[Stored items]
++++

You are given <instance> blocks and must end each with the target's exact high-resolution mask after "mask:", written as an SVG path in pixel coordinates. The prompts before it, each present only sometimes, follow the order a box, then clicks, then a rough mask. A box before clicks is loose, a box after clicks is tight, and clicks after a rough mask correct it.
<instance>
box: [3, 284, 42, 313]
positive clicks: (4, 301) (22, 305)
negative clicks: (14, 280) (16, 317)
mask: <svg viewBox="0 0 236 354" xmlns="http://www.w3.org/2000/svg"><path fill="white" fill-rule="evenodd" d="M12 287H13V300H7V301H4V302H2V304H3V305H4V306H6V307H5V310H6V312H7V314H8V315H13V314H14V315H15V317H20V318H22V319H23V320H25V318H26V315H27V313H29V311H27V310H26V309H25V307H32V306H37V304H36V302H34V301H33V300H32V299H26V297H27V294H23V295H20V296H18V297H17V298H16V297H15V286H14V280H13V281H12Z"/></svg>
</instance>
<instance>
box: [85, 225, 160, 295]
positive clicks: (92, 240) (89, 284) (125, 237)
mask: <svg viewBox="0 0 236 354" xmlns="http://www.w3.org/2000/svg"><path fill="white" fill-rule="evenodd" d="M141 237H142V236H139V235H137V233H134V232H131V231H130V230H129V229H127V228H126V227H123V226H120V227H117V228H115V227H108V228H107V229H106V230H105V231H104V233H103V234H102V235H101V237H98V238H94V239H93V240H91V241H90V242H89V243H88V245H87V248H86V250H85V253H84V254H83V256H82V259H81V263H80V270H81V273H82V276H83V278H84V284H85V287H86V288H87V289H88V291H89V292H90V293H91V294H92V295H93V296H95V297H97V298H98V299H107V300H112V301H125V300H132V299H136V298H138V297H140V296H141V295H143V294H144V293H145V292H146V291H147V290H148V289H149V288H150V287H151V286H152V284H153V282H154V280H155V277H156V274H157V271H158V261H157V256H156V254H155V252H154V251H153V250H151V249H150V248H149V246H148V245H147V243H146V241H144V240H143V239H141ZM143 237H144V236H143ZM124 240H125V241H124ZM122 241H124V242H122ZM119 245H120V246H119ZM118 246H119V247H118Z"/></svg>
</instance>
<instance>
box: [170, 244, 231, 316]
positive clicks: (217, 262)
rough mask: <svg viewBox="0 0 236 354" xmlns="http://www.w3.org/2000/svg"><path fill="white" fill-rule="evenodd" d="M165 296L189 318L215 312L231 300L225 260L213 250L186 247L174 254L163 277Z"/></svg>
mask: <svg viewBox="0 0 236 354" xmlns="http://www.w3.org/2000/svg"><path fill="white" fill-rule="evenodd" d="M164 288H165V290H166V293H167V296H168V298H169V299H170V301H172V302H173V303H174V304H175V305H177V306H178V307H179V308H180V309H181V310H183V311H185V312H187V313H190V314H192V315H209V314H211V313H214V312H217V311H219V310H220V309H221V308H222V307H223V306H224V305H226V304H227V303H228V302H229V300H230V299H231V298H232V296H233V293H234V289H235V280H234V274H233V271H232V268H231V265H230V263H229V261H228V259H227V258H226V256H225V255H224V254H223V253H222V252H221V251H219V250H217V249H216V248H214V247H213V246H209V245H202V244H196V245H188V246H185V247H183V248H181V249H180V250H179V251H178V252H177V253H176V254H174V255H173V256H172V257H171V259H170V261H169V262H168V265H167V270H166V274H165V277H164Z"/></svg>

++++

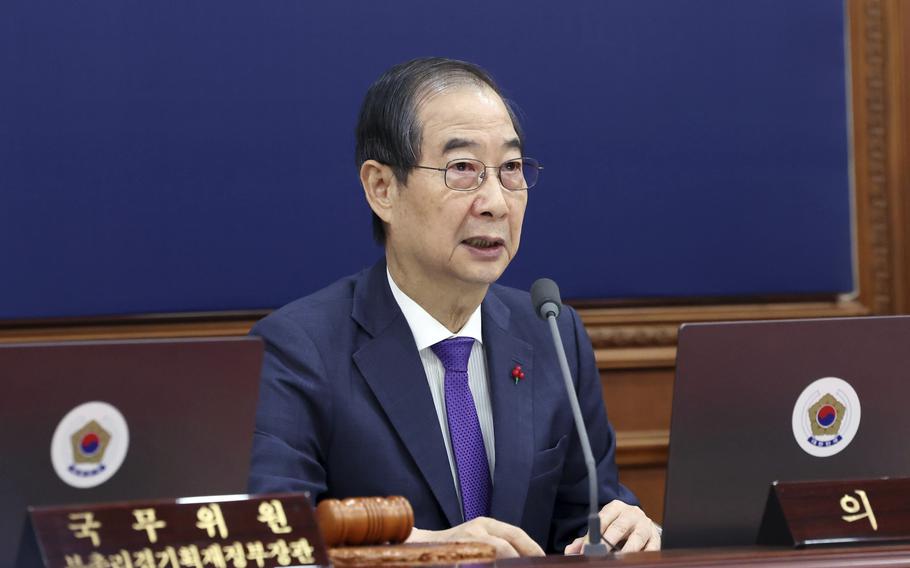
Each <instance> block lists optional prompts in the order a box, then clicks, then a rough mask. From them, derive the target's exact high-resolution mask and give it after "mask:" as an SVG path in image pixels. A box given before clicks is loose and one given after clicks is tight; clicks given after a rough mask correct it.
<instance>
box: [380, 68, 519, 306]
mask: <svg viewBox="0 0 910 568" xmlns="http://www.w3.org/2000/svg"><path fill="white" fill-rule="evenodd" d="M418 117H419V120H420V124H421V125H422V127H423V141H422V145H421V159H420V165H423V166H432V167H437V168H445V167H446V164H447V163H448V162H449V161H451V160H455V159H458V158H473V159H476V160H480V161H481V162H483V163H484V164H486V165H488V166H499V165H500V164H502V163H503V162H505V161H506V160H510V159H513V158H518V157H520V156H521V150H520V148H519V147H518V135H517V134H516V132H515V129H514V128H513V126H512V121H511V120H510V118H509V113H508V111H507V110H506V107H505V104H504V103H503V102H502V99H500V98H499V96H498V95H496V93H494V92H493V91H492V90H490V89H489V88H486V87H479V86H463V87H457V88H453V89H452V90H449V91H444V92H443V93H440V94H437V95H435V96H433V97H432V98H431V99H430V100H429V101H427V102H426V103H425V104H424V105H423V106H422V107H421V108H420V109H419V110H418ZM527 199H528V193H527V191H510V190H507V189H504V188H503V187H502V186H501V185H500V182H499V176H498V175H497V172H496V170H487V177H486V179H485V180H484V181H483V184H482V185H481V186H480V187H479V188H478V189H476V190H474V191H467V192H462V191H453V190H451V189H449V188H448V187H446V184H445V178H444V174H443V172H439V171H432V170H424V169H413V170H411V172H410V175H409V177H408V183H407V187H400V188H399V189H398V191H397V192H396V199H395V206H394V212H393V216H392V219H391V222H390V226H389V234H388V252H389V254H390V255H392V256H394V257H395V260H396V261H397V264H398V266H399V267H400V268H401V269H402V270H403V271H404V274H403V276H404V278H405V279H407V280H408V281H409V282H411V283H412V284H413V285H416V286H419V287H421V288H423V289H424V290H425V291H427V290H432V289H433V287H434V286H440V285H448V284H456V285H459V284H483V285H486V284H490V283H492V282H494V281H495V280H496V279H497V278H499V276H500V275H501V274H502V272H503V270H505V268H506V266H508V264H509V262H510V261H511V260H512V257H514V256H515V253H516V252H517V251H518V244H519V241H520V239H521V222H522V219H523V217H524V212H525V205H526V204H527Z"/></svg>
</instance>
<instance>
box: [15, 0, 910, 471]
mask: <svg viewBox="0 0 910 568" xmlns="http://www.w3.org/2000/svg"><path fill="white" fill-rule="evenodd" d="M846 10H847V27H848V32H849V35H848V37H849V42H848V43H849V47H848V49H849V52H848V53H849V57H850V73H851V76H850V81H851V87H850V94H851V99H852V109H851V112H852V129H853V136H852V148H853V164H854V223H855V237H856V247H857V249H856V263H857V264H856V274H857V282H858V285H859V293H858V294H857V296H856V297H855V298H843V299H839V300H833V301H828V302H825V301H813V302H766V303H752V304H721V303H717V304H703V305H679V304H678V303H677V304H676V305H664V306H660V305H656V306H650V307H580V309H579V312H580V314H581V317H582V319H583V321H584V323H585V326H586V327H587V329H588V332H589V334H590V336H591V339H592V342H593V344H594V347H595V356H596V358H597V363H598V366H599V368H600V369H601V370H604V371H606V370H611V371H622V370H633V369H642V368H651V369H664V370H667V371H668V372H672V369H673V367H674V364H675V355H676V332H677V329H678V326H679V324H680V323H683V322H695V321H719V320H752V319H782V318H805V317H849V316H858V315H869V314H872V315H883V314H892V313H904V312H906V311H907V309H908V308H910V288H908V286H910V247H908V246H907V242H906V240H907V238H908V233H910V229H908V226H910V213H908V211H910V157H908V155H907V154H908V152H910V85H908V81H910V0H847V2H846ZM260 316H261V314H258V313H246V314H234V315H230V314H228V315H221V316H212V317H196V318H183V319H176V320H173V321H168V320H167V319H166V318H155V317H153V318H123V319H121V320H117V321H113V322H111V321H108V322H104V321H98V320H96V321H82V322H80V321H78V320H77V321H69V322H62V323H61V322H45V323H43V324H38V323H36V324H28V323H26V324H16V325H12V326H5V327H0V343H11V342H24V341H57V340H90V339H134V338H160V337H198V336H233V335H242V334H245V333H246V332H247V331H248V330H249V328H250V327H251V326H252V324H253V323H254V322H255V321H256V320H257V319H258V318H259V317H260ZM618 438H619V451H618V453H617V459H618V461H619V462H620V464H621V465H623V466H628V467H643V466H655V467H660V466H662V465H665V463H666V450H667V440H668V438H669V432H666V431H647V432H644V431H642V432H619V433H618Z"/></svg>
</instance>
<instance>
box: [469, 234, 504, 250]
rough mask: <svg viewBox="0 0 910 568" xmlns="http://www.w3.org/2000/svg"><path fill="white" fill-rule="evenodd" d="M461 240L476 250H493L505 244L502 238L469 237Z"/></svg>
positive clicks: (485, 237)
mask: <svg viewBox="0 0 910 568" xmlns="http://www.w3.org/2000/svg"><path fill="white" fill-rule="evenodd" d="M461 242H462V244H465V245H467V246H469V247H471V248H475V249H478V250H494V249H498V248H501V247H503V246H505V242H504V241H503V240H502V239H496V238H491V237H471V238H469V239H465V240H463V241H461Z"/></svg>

++++

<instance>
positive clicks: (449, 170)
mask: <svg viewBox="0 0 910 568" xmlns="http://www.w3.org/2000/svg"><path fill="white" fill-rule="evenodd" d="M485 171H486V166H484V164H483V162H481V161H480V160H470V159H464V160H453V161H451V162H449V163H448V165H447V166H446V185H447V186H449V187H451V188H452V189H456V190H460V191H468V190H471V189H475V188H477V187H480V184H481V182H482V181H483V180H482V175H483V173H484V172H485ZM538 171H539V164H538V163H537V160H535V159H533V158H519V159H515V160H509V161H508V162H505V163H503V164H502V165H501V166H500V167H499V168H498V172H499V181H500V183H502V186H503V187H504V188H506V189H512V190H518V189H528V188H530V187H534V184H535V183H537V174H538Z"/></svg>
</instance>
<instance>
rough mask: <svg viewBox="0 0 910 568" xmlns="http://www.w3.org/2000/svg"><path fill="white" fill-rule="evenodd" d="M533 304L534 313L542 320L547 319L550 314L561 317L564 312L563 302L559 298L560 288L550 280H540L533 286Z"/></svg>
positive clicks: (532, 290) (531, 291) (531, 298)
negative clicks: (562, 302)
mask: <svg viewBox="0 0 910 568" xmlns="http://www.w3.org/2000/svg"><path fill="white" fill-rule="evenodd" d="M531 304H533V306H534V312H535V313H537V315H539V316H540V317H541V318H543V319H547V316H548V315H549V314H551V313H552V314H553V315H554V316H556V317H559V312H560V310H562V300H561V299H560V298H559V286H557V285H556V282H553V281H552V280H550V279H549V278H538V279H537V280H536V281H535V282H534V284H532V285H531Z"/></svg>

++++

Prompt: Search the data above for the word "then" and report how many lines contain it, with nothing further.

Answer to the exercise: 2